> YOUR ASSIGNMENT
The reply should consist of the full listing, written out exactly.

[[ RECORDS SUPPLIED, beginning ]]

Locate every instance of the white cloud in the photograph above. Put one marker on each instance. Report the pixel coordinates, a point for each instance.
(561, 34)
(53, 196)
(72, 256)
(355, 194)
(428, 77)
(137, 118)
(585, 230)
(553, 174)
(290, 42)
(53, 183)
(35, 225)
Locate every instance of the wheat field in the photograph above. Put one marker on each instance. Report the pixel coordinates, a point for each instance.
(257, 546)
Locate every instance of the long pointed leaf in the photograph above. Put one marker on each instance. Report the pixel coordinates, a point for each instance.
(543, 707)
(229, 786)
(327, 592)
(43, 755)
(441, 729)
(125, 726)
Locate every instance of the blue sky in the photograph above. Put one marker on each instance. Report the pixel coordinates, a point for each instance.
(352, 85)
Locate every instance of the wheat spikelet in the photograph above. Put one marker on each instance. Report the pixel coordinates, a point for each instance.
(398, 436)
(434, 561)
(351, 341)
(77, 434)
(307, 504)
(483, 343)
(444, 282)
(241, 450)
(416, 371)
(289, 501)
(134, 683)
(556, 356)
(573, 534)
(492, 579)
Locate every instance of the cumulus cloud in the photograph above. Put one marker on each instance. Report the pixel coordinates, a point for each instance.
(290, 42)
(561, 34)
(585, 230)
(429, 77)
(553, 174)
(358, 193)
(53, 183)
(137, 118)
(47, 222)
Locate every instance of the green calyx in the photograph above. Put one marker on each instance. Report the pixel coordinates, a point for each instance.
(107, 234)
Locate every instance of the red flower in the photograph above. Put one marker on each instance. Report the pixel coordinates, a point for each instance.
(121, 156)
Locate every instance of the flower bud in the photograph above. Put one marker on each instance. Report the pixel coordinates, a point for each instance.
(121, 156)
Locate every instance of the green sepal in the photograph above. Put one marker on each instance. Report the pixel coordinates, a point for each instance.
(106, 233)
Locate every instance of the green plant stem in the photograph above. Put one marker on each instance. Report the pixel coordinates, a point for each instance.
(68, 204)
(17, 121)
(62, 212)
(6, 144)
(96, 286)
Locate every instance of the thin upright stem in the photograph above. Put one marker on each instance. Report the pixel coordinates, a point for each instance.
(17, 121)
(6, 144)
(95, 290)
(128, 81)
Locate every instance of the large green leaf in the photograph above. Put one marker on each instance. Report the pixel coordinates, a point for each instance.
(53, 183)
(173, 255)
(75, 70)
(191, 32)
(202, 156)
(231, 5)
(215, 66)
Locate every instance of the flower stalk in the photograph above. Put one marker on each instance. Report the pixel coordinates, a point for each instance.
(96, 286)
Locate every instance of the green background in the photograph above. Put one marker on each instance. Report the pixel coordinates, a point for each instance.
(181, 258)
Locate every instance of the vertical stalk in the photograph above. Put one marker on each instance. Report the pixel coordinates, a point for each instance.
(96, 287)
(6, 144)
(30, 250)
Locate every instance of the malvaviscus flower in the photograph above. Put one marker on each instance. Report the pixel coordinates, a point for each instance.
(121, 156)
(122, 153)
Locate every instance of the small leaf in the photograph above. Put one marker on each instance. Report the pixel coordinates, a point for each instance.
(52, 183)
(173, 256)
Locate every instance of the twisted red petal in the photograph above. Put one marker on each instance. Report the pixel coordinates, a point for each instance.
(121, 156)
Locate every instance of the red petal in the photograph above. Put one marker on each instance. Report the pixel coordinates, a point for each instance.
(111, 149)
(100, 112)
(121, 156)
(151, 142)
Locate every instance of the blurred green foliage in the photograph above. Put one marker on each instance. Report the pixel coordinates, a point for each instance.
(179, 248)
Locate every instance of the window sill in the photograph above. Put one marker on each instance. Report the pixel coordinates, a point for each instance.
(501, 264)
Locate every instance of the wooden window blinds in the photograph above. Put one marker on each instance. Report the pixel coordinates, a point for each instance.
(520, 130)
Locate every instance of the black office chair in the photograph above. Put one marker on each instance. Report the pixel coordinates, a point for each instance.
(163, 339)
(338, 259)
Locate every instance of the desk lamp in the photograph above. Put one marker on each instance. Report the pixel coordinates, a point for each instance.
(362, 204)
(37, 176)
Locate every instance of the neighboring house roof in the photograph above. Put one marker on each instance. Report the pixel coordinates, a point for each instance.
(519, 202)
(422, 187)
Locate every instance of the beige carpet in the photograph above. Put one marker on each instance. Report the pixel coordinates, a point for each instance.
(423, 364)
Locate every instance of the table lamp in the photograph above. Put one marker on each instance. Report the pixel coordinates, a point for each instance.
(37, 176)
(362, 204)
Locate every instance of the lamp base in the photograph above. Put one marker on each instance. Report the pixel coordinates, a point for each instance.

[[ RECORDS SUPPLIED, end ]]

> COMPLETED EXERCISE
Locate every instance of the white cloud in the photograph above. Put one marker on each instance. Report the pixel coordinates, a point for each instance.
(561, 34)
(53, 196)
(72, 256)
(355, 194)
(428, 77)
(137, 118)
(585, 230)
(553, 174)
(290, 42)
(53, 183)
(35, 225)
Locate every instance of the wheat field in the photograph above. Put one marker on each instance. Report the pixel coordinates, a point for each instance.
(257, 546)
Locate every instance of the long pointed leaf in the photograph above. Put one marker on each instance. Report the pixel coordinates, a point for each instance.
(543, 707)
(229, 786)
(327, 592)
(43, 755)
(441, 729)
(125, 726)
Locate every instance of the blue sky in the photograph above. Put one marker on each instance. Report the pixel coordinates, a point for each instance.
(352, 85)
Locate every instance of the wheat spikelet in the photograph above. Put one marker on each instance. Report the pixel coordinates, a point for each instance.
(398, 436)
(434, 561)
(351, 341)
(77, 434)
(307, 504)
(483, 343)
(444, 282)
(241, 450)
(416, 371)
(289, 501)
(134, 683)
(556, 356)
(573, 534)
(492, 579)
Locate every instance of the cumulus cloud in the photograph above. Put one marker on each instance. Report the pixel coordinates, a point for each instance.
(290, 42)
(561, 34)
(585, 230)
(429, 77)
(553, 174)
(358, 193)
(53, 183)
(137, 118)
(47, 222)
Locate every instance of the green calyx in the photograph above. Put one marker on each instance. Report the pixel coordinates, a point for each instance.
(107, 234)
Locate every instance of the red flower in the photograph above. Put one marker on each instance. Report the pixel coordinates, a point for each instance.
(121, 156)
Locate every instance of the flower bud in the photograph above. Put one marker on each instance. Report the pixel coordinates, a point for each instance.
(121, 156)
Locate every instance of the green sepal in the photograph above. Put one marker on each instance. Report the pixel coordinates, a point for each instance.
(106, 233)
Locate every instance of the green plant stem in the photograph above. Put one marker on each instance. Report the pixel coordinates, a point for each instance.
(68, 204)
(17, 121)
(62, 212)
(6, 144)
(96, 286)
Locate every instance of the thin upright stem in the photograph above. Put one marker on each instance. Report the pixel coordinates, a point for each instance.
(17, 121)
(6, 144)
(95, 290)
(128, 81)
Locate every instance of the large green leaf in the photograph above. Put one marker on each instance. Report the pixel coordinates, a point for each instance.
(53, 183)
(173, 255)
(75, 70)
(191, 32)
(202, 156)
(231, 5)
(215, 66)
Locate every instance of the flower stalk in the photograph above. Put one marker on each instance. Report the pixel coordinates, a point for each instance.
(96, 286)
Locate every instance of the green background in the photograph above. Put one marker on each instance. Report the pixel coordinates, a point for each instance.
(181, 258)
Locate every instance of the vertical stalk in the photograph above. Put one marker on each instance. Report the pixel coordinates, a point for each instance.
(96, 287)
(6, 144)
(30, 250)
Locate every instance of the malvaviscus flower in the photograph above. Put one marker on each instance. Report the pixel coordinates, a point for each instance.
(121, 156)
(122, 153)
Locate every instance of the small leaf in the photograph above. Put one marker on each instance. Report the pixel coordinates, a point for each instance.
(52, 183)
(173, 256)
Locate every instance of the twisted red petal in the photograph above. Put one marker on each instance. Report the pixel coordinates, a point for each instance.
(121, 156)
Locate every instance of the red petal in the photograph above. Put one marker on each instance. Report the pixel coordinates, a point for each instance.
(111, 149)
(100, 112)
(121, 156)
(151, 142)
Locate every instance of the blurred green foliage in the photograph above. Put one marker on each instance. Report the pixel coordinates, a point for each instance.
(179, 248)
Locate every instance of the window sill in the photograph above. Put one marker on each instance. Report the pixel coordinates, a point for each instance.
(501, 264)
Locate every instance of the wooden window blinds in the photograph above. Put one marker on each instance. Report the pixel coordinates, a point for each instance.
(520, 130)
Locate every instance of the black office chair in the photograph above. Put one marker on each instance. Report the pixel coordinates, a point for each instance.
(163, 339)
(338, 259)
Locate every instance of the desk lamp in the photograph above. Put one marker on each instance. Report the pixel coordinates, a point for each instance.
(362, 204)
(37, 176)
Locate every instance of the neighboring house roof in the photograph above. Put one marker on each instance. Report the pixel coordinates, a point for each instance.
(519, 202)
(422, 187)
Locate every instance of the beige carpet in the photograph above. Put one marker on each instance. Report the pixel coordinates, a point for each instance.
(423, 364)
Locate every instance of the table lamp in the photograph above. Put one marker on each instance. Report the pixel coordinates, a point for each instance.
(37, 176)
(362, 204)
Locate every instance of the lamp base in the photograph above. Put one marker on each instance. Report the pixel coordinates, a point for each instance.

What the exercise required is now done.